→ **Exercise brief**:
Turn the stretch of material from the line containing "Reviewer check: make sure each instance of the distant" through the line containing "Reviewer check: make sure each instance of the foliage" into a numbered list, with blank lines omitted. Include only those lines.

→ **Excerpted records**:
--------------------------------
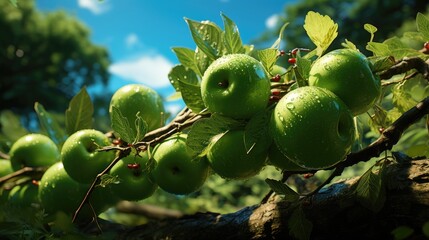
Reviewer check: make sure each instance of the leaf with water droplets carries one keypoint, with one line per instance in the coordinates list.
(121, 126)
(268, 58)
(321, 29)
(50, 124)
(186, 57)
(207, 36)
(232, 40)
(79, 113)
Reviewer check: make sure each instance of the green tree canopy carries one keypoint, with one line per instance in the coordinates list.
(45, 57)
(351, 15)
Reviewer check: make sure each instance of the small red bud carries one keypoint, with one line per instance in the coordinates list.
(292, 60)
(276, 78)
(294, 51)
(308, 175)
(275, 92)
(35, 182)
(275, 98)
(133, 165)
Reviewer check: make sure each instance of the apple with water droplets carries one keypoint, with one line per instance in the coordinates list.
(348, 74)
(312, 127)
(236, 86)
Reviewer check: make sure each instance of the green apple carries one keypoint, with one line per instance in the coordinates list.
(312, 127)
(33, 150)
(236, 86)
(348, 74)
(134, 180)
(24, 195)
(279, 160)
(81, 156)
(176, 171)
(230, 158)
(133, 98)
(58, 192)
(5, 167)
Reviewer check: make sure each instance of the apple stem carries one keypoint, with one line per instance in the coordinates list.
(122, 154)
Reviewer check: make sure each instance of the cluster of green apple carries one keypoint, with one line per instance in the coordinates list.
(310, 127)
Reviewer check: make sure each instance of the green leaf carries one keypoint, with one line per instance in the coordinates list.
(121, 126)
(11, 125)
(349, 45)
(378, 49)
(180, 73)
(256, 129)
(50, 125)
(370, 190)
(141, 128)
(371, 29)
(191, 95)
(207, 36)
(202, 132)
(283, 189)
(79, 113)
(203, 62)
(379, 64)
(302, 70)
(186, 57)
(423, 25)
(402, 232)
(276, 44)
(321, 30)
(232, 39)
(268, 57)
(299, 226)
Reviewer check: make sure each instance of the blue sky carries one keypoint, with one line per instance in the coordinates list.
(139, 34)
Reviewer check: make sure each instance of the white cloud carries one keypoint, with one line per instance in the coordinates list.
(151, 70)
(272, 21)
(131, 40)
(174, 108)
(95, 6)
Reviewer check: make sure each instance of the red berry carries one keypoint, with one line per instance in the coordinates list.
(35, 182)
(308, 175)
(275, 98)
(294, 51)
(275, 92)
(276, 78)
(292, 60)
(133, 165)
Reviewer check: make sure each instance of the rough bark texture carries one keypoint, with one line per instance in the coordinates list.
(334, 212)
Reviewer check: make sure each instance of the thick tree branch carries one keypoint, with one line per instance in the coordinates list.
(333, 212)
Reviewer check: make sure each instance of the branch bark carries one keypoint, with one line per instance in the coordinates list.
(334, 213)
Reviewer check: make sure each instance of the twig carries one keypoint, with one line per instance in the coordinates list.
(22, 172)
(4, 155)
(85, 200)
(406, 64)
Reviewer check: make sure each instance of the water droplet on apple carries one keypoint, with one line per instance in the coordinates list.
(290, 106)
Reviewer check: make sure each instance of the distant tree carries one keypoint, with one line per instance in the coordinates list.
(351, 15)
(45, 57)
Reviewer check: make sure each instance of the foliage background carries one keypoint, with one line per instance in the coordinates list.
--------------------------------
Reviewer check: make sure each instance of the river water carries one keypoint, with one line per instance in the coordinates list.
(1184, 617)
--------------------------------
→ **Correct result**:
1. Reviewer check: make sure each instance of the distant tree carries one keypoint, with one line per instance in the coordinates list.
2. (351, 15)
3. (45, 57)
4. Reviewer check: make sure each instance of the foliage background carries one keypoint, with one line per instance in the coordinates list.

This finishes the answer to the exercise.